Supplied passage:
☆ ☆ ☆ ☆ ☆
Ewen Jaouen: Newcastle's Promising Goalkeeper
Ewen Jaouen grew up watching the Bundesliga from a distance, but the loudest echo from his past now rings out in England.
"With your characteristics, you could be a goalkeeper in England one day."
The line, delivered years ago by goalkeeping coach Christophe Lollichon, sounded like encouragement at the time. It reads like prophecy now. Jaouen has completed his medical and is set to join Newcastle United in a deal worth about £18.5m – a remarkable fee for a 20-year-old who has never played a minute of top-flight football.
From Ligue 2 to the Premier League. From Stade de Reims to St James’ Park. It is a leap, not a step.
A giant with raw edges
Newcastle are buying potential, not the finished article, and they know it. Jaouen stands 6ft 6in, dominates his box when he gets it right, is comfortable enough with the ball at his feet and has that rare knack of producing the big save when it matters. The rest? That will take time.
He calls himself a “modern ’keeper”. The numbers back up the promise. No goalkeeper has kept as many clean sheets in a single league campaign for Stade de Reims since Edouard Mendy; Jaouen’s 15 shutouts last season turned heads across Europe and drew scouts to Ligue 2 grounds that are not usually on the Premier League circuit.
For Lollichon, Chelsea’s former head of goalkeeping, the comparison that comes to mind is a serious one. He sees shades of a young Thibaut Courtois.
Lollichon has worked closely with Petr Cech, Courtois and Mendy. He knows what elite looks like. He also knows Jaouen well, having coached him during a loan spell at USL Dunkerque in 2024-25.
☆ ☆ ☆ ☆ ☆
Information given:
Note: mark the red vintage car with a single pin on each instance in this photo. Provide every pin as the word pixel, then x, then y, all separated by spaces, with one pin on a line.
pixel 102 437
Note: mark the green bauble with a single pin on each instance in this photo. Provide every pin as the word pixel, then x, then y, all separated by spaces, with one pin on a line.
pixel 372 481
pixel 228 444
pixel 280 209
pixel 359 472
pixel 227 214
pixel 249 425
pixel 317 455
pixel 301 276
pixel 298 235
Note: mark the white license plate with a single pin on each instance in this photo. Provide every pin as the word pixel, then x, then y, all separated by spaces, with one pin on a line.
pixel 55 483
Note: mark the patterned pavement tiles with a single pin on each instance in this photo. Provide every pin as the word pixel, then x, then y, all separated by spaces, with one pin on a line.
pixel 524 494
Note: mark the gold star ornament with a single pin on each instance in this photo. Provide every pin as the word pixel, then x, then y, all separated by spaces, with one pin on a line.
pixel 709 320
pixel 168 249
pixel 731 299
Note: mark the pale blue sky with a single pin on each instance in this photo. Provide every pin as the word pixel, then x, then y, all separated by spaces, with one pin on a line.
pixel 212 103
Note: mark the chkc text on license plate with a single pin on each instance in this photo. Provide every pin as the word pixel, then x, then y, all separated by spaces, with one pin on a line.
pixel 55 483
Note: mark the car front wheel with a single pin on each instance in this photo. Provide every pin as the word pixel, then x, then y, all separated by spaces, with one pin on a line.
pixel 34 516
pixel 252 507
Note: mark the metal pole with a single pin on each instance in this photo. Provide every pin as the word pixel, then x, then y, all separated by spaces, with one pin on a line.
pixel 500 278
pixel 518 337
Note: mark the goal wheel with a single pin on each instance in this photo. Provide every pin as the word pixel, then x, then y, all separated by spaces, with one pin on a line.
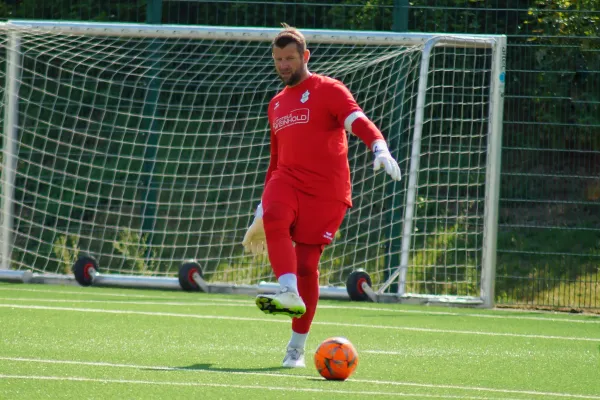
pixel 186 276
pixel 354 285
pixel 84 268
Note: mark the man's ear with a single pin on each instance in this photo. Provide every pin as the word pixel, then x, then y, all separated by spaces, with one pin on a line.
pixel 306 56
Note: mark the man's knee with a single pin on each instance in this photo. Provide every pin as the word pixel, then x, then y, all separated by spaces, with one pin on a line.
pixel 278 218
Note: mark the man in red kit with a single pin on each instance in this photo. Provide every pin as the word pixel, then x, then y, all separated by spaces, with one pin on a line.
pixel 307 185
☆ ☆ ☆ ☆ ☆
Exercise prompt:
Retype the part of the Ewen Jaouen article that begins at the words "Ewen Jaouen: Newcastle's" and stops after "not a step.". The records come from a different source than the Ewen Jaouen article.

Task output:
Ewen Jaouen: Newcastle's Promising Goalkeeper
Ewen Jaouen grew up watching the Bundesliga from a distance, but the loudest echo from his past now rings out in England.
"With your characteristics, you could be a goalkeeper in England one day."
The line, delivered years ago by goalkeeping coach Christophe Lollichon, sounded like encouragement at the time. It reads like prophecy now. Jaouen has completed his medical and is set to join Newcastle United in a deal worth about £18.5m – a remarkable fee for a 20-year-old who has never played a minute of top-flight football.
From Ligue 2 to the Premier League. From Stade de Reims to St James’ Park. It is a leap, not a step.